=== What the task asks ===
Can you update the listing below so that each "even-odd rule" becomes "odd-even rule", with everything else left as it is?

Rows from a segmentation dataset:
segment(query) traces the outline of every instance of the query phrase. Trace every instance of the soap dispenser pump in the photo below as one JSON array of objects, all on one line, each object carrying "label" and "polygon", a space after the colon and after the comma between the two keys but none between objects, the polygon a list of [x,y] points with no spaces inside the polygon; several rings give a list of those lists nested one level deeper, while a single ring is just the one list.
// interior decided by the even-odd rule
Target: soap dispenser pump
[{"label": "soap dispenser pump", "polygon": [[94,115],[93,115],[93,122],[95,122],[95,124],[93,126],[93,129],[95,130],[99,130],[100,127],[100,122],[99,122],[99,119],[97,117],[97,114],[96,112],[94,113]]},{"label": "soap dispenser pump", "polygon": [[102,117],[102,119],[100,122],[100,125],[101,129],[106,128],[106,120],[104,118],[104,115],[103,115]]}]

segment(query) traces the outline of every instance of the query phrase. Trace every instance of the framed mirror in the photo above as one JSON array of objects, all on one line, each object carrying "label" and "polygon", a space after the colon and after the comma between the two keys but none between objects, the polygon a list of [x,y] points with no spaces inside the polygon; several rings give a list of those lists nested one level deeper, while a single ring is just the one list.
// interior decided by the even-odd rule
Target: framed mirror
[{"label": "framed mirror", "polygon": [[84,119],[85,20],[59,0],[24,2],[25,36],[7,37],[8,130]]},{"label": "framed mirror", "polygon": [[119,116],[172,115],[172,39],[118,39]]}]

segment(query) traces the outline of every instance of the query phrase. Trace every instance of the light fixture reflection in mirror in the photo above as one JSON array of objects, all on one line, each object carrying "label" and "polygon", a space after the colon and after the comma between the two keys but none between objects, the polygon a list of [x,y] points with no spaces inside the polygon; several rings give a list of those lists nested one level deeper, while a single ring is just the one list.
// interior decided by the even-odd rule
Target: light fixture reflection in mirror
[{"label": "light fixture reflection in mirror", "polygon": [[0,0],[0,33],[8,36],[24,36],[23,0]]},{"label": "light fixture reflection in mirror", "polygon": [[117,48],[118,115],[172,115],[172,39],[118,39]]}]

=== Task response ===
segment(query) traces the outline of every instance of the query phrase. Trace every instance of the soap dispenser pump in the photo below as one JSON array of objects, all on one line, each object carrying "label" and "polygon", a space after the colon and after the comma between the two keys but none between objects, the polygon a list of [x,y] points with no spaces inside the polygon; several rings give a list of those lists nested one level deeper, while a single ring is just the one list.
// interior decided by the odd-even rule
Target: soap dispenser pump
[{"label": "soap dispenser pump", "polygon": [[94,115],[93,115],[93,122],[95,122],[95,124],[93,126],[93,129],[95,130],[99,130],[100,127],[100,122],[99,122],[99,119],[97,117],[97,114],[96,112],[94,113]]},{"label": "soap dispenser pump", "polygon": [[102,117],[102,119],[100,122],[100,125],[101,129],[106,128],[106,120],[104,118],[104,115],[103,115]]}]

segment(query) traces the outline of every instance of the query phrase. Trace every instance of the framed mirror in the photo above as one JSON array of objects, all on one line, each object carrying "label" and "polygon", a space after the colon and after the comma between the two keys but none between objects, the polygon a list of [x,y] points with no spaces inside the polygon; several rings give a list of those lists nested one level deeper, while a single ring is just the one list.
// interior decided by the odd-even rule
Target: framed mirror
[{"label": "framed mirror", "polygon": [[84,119],[85,20],[59,0],[24,2],[25,36],[7,37],[8,130]]},{"label": "framed mirror", "polygon": [[119,116],[172,115],[172,39],[118,39]]}]

segment(query) traces the outline of every instance of the query phrase. Trace every instance of the light fixture reflection in mirror in the photo above as one JSON array of objects, all on one line, each object carrying "label" and "polygon", a space after the colon and after the comma between the two keys but none between objects, the polygon a list of [x,y] points with no spaces inside the polygon; several rings give a list of those lists nested one level deeper, while a single ring is just the one list.
// interior decided by the odd-even rule
Target: light fixture reflection in mirror
[{"label": "light fixture reflection in mirror", "polygon": [[0,0],[0,33],[8,36],[24,36],[23,0]]},{"label": "light fixture reflection in mirror", "polygon": [[117,48],[118,115],[172,115],[172,39],[118,39]]}]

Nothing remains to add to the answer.